* EXERCISE REQUIREMENTS
Find the lines in the entries that follow where the word "rocky" occurs, and state how many there are, with no other words.

Top of ENTRIES SHOWN

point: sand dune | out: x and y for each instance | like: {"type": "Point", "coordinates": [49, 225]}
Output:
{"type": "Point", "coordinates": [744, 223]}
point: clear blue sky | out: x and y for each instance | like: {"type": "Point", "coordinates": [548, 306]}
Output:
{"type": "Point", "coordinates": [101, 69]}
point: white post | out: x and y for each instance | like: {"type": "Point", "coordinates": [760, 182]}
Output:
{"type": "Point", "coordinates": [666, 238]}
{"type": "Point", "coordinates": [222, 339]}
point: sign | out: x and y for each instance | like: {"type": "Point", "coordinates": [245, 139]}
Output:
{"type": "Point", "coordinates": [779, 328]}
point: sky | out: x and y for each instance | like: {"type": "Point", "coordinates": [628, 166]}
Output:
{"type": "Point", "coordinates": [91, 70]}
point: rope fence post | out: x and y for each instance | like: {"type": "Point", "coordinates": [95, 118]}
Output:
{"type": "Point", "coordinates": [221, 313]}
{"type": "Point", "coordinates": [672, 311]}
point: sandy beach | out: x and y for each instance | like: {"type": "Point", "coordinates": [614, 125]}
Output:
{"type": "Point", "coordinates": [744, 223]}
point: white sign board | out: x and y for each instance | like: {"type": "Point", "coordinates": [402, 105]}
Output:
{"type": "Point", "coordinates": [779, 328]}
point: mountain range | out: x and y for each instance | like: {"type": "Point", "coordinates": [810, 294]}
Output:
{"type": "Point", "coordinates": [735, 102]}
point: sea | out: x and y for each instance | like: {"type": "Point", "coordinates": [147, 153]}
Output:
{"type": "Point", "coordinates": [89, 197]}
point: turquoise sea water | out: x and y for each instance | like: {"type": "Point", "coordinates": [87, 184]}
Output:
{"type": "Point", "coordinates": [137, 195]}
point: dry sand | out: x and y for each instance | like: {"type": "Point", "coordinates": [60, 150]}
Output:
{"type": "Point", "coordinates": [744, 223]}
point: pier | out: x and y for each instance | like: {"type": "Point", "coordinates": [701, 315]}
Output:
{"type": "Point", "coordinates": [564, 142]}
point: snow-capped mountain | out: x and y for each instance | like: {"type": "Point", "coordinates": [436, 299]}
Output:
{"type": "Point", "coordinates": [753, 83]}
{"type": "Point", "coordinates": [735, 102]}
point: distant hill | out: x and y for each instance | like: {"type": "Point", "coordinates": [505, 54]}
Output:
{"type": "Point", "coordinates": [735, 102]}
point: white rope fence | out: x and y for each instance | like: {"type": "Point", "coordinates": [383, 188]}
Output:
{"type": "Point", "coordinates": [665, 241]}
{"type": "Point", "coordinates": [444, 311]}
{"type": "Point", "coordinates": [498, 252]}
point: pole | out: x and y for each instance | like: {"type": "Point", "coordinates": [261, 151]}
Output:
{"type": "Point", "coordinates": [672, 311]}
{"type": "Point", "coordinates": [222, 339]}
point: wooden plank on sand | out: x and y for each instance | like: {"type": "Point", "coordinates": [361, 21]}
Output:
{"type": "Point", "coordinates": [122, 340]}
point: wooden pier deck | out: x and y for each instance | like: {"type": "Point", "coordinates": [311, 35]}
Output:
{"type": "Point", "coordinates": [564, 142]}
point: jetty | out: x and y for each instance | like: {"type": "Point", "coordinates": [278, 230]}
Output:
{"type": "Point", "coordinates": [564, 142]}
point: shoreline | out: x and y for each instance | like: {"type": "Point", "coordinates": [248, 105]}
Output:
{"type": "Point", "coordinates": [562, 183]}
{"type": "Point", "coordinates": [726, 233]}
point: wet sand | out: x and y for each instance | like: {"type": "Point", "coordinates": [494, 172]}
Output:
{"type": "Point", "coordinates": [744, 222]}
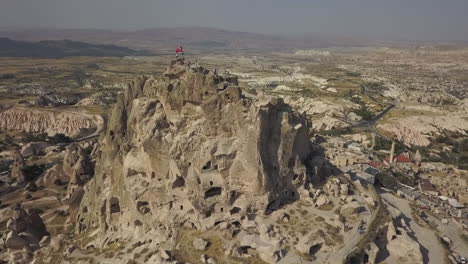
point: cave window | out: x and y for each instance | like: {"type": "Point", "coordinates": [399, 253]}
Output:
{"type": "Point", "coordinates": [213, 192]}
{"type": "Point", "coordinates": [142, 207]}
{"type": "Point", "coordinates": [235, 210]}
{"type": "Point", "coordinates": [179, 182]}
{"type": "Point", "coordinates": [207, 166]}
{"type": "Point", "coordinates": [114, 205]}
{"type": "Point", "coordinates": [103, 209]}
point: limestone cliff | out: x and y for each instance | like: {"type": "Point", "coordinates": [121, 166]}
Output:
{"type": "Point", "coordinates": [47, 121]}
{"type": "Point", "coordinates": [188, 148]}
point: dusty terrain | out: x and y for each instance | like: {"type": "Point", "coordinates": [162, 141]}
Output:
{"type": "Point", "coordinates": [219, 158]}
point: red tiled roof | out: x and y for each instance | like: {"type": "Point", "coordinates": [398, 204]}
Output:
{"type": "Point", "coordinates": [375, 164]}
{"type": "Point", "coordinates": [399, 159]}
{"type": "Point", "coordinates": [427, 186]}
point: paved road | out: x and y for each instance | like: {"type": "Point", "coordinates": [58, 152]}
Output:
{"type": "Point", "coordinates": [431, 248]}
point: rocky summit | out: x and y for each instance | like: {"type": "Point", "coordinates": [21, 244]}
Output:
{"type": "Point", "coordinates": [280, 158]}
{"type": "Point", "coordinates": [189, 149]}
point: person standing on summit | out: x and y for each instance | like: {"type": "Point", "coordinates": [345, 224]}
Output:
{"type": "Point", "coordinates": [179, 50]}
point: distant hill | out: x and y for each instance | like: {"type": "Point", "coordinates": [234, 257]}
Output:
{"type": "Point", "coordinates": [194, 39]}
{"type": "Point", "coordinates": [61, 48]}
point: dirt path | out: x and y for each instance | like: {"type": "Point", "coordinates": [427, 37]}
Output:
{"type": "Point", "coordinates": [431, 249]}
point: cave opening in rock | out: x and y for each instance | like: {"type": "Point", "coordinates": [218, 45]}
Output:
{"type": "Point", "coordinates": [179, 182]}
{"type": "Point", "coordinates": [314, 249]}
{"type": "Point", "coordinates": [114, 205]}
{"type": "Point", "coordinates": [235, 210]}
{"type": "Point", "coordinates": [207, 166]}
{"type": "Point", "coordinates": [214, 191]}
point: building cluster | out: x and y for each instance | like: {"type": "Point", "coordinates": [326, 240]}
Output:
{"type": "Point", "coordinates": [358, 160]}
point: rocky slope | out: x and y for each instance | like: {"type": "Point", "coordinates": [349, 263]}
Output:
{"type": "Point", "coordinates": [48, 121]}
{"type": "Point", "coordinates": [189, 150]}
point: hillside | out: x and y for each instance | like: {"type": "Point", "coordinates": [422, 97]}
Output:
{"type": "Point", "coordinates": [60, 48]}
{"type": "Point", "coordinates": [199, 39]}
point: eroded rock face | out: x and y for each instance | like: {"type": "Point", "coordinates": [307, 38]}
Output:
{"type": "Point", "coordinates": [17, 168]}
{"type": "Point", "coordinates": [189, 148]}
{"type": "Point", "coordinates": [48, 121]}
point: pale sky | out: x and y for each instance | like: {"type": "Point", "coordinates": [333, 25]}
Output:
{"type": "Point", "coordinates": [377, 19]}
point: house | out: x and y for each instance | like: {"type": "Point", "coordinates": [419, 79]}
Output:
{"type": "Point", "coordinates": [355, 147]}
{"type": "Point", "coordinates": [425, 203]}
{"type": "Point", "coordinates": [376, 164]}
{"type": "Point", "coordinates": [455, 203]}
{"type": "Point", "coordinates": [401, 161]}
{"type": "Point", "coordinates": [434, 166]}
{"type": "Point", "coordinates": [372, 171]}
{"type": "Point", "coordinates": [426, 186]}
{"type": "Point", "coordinates": [407, 193]}
{"type": "Point", "coordinates": [366, 177]}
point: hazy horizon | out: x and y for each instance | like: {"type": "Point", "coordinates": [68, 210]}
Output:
{"type": "Point", "coordinates": [418, 20]}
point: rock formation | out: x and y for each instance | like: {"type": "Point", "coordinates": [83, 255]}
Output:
{"type": "Point", "coordinates": [48, 121]}
{"type": "Point", "coordinates": [17, 168]}
{"type": "Point", "coordinates": [189, 149]}
{"type": "Point", "coordinates": [26, 230]}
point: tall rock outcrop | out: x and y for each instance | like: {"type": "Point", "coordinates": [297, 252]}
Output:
{"type": "Point", "coordinates": [17, 167]}
{"type": "Point", "coordinates": [188, 148]}
{"type": "Point", "coordinates": [48, 121]}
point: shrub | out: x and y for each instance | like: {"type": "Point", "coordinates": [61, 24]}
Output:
{"type": "Point", "coordinates": [364, 112]}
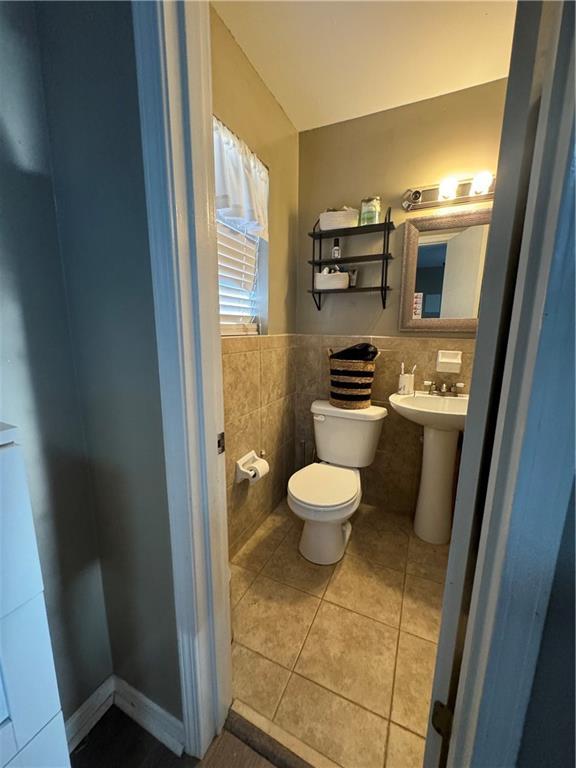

Bottom of ENTRIES SHOWN

* WRITTEN RESPONSE
2